- [Text]:
----------------
3. Februar 2014 - Wem gehören die Fahrzeugdaten? - Eine brisante Frage, mit der sich die Mehrzahl der 1.800 Teilnehmer beim 52. Verkehrsgerichtstag in Goslar auseinandersetzte. Auch bei der Podiumsdiskussionsrunde des Goslar Instituts schlug dieses Thema hohe Wellen.
Vor laufenden Kameras lieferten sich Experten einen Schlagabtausch zum Thema Datenerhalt und Datenmissbrauch im Auto: Fernseh-Moderatorin Carola Ferstl (Mitte) diskutierte mit Datenfachleuten wie Jürgen Bönninger, Reinhard Dankert, Dr. Thomas Funke, Matthias Knobloch und Dr. Uwe Thomas. Klaus-Jürgen Heitmann (2.v.l.) fürchtet „einen massiven Eingriff in die Märkte". (Foto: E. Bocquel)
Klare Regeln für Autodaten und einen besseren Schutz für Daten vom Autocomputer forderte der Präsident des 52. Verkehrsgerichtstags in Goslar, der am Freitag zu Ende ging. "Es gibt bisher keine gesetzlichen Regelungen zum Datenschutz, die für das Kraftfahrzeug passen", sagte Kay Nehm und gab damit auch das Stichwort für eine hochkarätig besetzte Expertenrunde des von der Huk-Coburg (www.huk.de) ins Leben gerufene Goslar Institut (www.goslar-institut.de). Die Studiengesellschaft für verbrauchergerechtes Versichern e.V. in Goslar - so lautet die offizielle Bezeichnung des Instituts - hatte in diesem Jahr ebenfalls alles rund um Autocomputer-Daten und Datenmissbrauch zum Hauptthema ihrer Podiumsdiskussion gemacht, die traditionsgemäß am ersten Abend des Verkehrsgerichtstags stattfand.
----------------
- [Einträge zur Beschriftung von Objektpositionen]:
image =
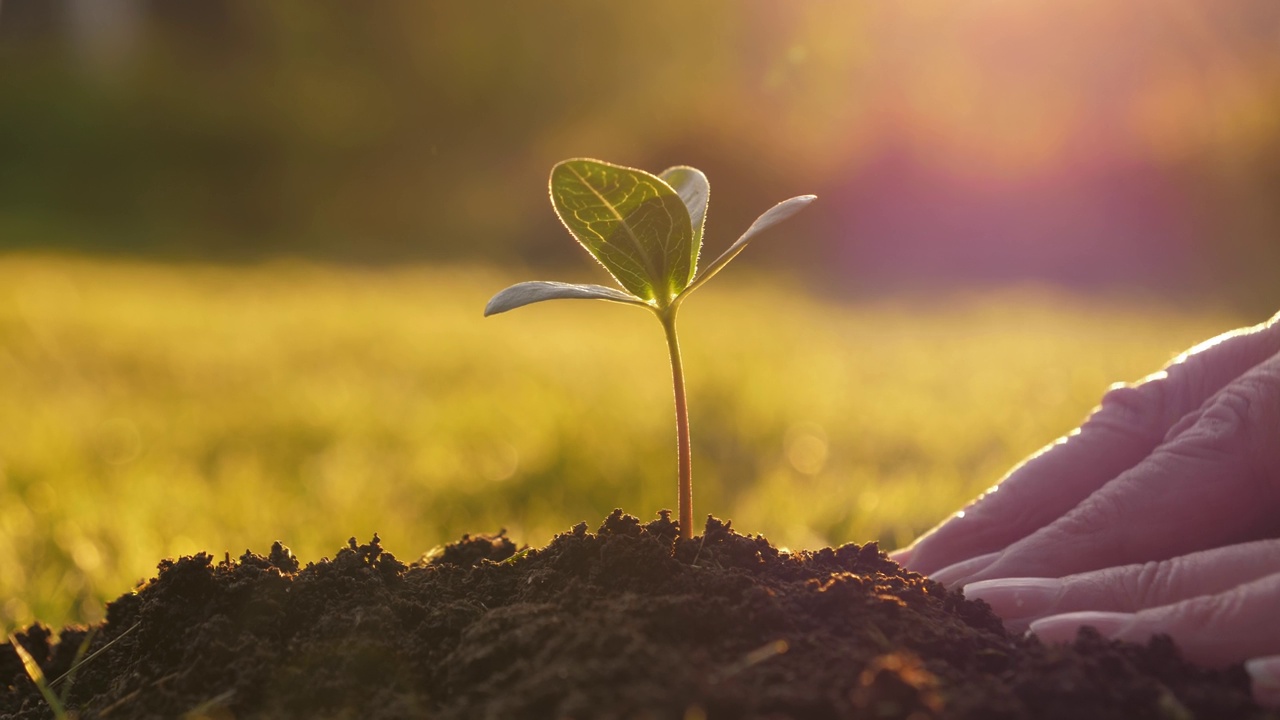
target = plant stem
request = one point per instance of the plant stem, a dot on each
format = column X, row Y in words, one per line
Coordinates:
column 685, row 460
----------------
Beantworte anhand des Textes über den Verkehrsgerichtstag in Goslar drei Fragen:
(a) Wie viele Teilnehmer hatte der 52. Verkehrsgerichtstag?
(b) Welche Fernseh-Moderatorin leitete die Diskussion der Datenfachleute?
(c) Wie lautet die offizielle Bezeichnung des Goslar Instituts?
Das Material spielt hierfür keine Rolle.

(a) 1.800 Teilnehmer.
(b) Carola Ferstl.
(c) Studiengesellschaft für verbrauchergerechtes Versichern e.V.